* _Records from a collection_
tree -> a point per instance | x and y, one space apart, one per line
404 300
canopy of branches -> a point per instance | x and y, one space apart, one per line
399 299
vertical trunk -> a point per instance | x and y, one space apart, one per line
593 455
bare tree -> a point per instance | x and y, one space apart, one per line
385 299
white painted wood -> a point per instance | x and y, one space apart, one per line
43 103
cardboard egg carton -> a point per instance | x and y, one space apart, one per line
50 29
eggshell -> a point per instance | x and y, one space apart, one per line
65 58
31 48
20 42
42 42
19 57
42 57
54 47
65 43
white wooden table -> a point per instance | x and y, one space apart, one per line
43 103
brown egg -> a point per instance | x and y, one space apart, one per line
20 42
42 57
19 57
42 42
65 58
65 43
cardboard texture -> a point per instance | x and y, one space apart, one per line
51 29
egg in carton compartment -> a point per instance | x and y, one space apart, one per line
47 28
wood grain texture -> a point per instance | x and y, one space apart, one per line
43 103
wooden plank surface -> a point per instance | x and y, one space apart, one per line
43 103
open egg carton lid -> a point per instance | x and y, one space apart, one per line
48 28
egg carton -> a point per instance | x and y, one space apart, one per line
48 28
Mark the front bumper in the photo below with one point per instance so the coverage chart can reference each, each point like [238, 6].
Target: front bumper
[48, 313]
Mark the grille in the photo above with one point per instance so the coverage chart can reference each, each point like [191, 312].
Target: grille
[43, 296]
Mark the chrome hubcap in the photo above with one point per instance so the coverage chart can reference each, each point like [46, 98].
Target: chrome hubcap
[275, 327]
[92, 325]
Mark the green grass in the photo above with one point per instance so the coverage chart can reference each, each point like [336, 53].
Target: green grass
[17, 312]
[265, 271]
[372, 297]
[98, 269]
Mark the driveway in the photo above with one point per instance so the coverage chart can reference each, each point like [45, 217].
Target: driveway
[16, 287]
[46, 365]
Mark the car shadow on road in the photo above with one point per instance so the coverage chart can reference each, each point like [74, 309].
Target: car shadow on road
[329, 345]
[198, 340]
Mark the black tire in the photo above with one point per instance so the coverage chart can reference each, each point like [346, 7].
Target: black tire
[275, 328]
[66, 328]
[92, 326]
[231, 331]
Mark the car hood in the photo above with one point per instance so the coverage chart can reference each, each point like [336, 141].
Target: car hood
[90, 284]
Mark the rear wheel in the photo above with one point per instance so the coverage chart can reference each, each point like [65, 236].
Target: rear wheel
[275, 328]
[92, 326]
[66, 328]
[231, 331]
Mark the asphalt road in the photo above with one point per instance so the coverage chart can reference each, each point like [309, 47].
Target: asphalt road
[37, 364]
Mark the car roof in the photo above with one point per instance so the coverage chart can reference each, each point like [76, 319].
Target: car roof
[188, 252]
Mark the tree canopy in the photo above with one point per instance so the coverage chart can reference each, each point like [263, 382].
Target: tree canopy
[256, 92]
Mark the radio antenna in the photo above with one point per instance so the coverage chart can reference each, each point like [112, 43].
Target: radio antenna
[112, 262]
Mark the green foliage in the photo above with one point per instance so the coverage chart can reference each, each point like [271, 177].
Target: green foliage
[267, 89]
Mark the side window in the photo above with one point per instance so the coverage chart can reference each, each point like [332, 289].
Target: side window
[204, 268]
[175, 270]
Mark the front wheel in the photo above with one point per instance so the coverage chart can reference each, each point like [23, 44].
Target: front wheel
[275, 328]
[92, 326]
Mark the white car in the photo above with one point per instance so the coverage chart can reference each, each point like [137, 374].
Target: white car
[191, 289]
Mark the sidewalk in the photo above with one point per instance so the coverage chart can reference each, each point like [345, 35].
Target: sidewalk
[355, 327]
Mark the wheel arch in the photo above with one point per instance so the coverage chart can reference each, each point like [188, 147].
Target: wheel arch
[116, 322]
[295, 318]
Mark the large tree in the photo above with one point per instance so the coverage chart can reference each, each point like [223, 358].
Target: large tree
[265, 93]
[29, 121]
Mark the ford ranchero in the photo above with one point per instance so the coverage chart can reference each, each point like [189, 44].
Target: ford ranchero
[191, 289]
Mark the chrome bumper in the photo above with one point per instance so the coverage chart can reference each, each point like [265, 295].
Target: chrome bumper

* _Aim_
Exactly as written, please output every entry.

* _Result of the exercise_
tree -> a point per instance | x and y, one space apart, one per line
404 300
canopy of branches -> a point per instance | x and y, one space apart, one per line
399 299
vertical trunk -> a point per instance | x and y, one space apart, one per line
593 455
bare tree -> a point per instance | x and y, one space apart, one per line
385 299
white painted wood -> a point per instance | x and y, one space apart, one per line
43 103
cardboard egg carton -> a point per instance | x and y, one space apart, one per line
50 29
eggshell -> a point per instance | x and y, one space apart, one per line
65 58
31 48
20 42
42 42
19 57
42 57
54 47
65 43
white wooden table -> a point per instance | x and y, one space apart, one per line
43 103
brown egg -> a point per instance | x and y, one space apart, one per line
20 42
42 57
19 57
42 42
65 58
65 43
cardboard texture -> a point per instance | x and y, one space apart, one per line
51 29
egg in carton compartment -> a point per instance | x and y, one space apart, one per line
47 28
wood grain texture -> a point per instance | x and y, one space apart, one per line
43 103
wooden plank surface -> a point per instance | x and y, one space apart, one per line
43 103
open egg carton lid -> a point per instance | x and y, one space apart, one per line
48 28
egg carton -> a point per instance | x and y, one space apart, one per line
48 28
Mark the front bumper in the photo below with one point per instance so the coverage chart can reference each, each point like [238, 6].
Target: front bumper
[48, 313]
Mark the grille in the photo above with one point per instance so the coverage chart can reference each, each point like [191, 312].
Target: grille
[43, 296]
Mark the chrome hubcap in the photo above with one point per instance so the coverage chart can reference each, each point like [46, 98].
Target: chrome hubcap
[275, 327]
[92, 325]
Mark the green grass in the photo above with one point per instance so the coverage chart can reference each, each point like [336, 53].
Target: green grass
[17, 312]
[265, 271]
[372, 297]
[98, 269]
Mark the driveway in the photo above with one point per instance so the coverage chart can reference each, each point like [45, 217].
Target: driveway
[16, 287]
[46, 365]
Mark the car shadow on road in the photo above with one point per instance so the coverage chart can reference each, each point like [74, 309].
Target: car shadow on road
[329, 345]
[198, 340]
Mark the black tire in the photo above with one point per instance so the coverage chart can reference each, each point like [346, 7].
Target: black tire
[275, 328]
[66, 328]
[92, 326]
[231, 331]
Mark the car hood in the photo above with one point per instance so the coverage chart can reference each, each point like [336, 141].
Target: car hood
[90, 284]
Mark the rear wheel in the photo above with one point per instance so the coverage chart can reference each, each point like [65, 236].
Target: rear wheel
[275, 328]
[92, 326]
[66, 328]
[231, 331]
Mark the asphalt road in the photo above with one point per instance so the coverage chart can reference each, each point like [309, 47].
Target: asphalt road
[37, 364]
Mark the car roof in the photo above with one point per instance so the coverage chart can reference each, each point like [76, 319].
Target: car roof
[188, 252]
Mark the tree canopy in the photo above with one point per instance so the coverage chart can reference each, each point like [263, 382].
Target: tree canopy
[256, 92]
Mark the radio antenna in the photo above with one point per instance so the coverage chart can reference each, each point like [112, 43].
Target: radio antenna
[112, 262]
Mark the green foliage in the photo above with one point per instance so the coverage chart can reference each, each point like [271, 177].
Target: green foliage
[267, 89]
Mark the side window in the photo above with one point per instance so the coverage chart can reference each, each point like [332, 289].
Target: side window
[204, 268]
[175, 270]
Mark the front wheel in the photo above with one point per instance so the coverage chart can reference each, each point like [23, 44].
Target: front wheel
[275, 328]
[92, 326]
Mark the white car in the photo above with one point per instance so the coverage chart can reference each, each point like [137, 374].
Target: white car
[191, 289]
Mark the sidewalk in the photo above with one point per instance so the coverage chart can reference each, each point like [345, 35].
Target: sidewalk
[355, 327]
Mark the wheel arch in the photo above with one point per instance so the coverage chart can reference each, each point like [188, 147].
Target: wheel arch
[116, 322]
[295, 318]
Mark the large tree in the photo above with one point per instance so the coverage chart can reference each, each point like [223, 358].
Target: large tree
[265, 93]
[29, 121]
Mark the ford ranchero in the photo above with one point per instance so the coverage chart can reference each, each point like [189, 44].
Target: ford ranchero
[191, 289]
Mark the chrome bumper in the photo above with one point per instance so the coverage chart can reference each, each point like [265, 295].
Target: chrome bumper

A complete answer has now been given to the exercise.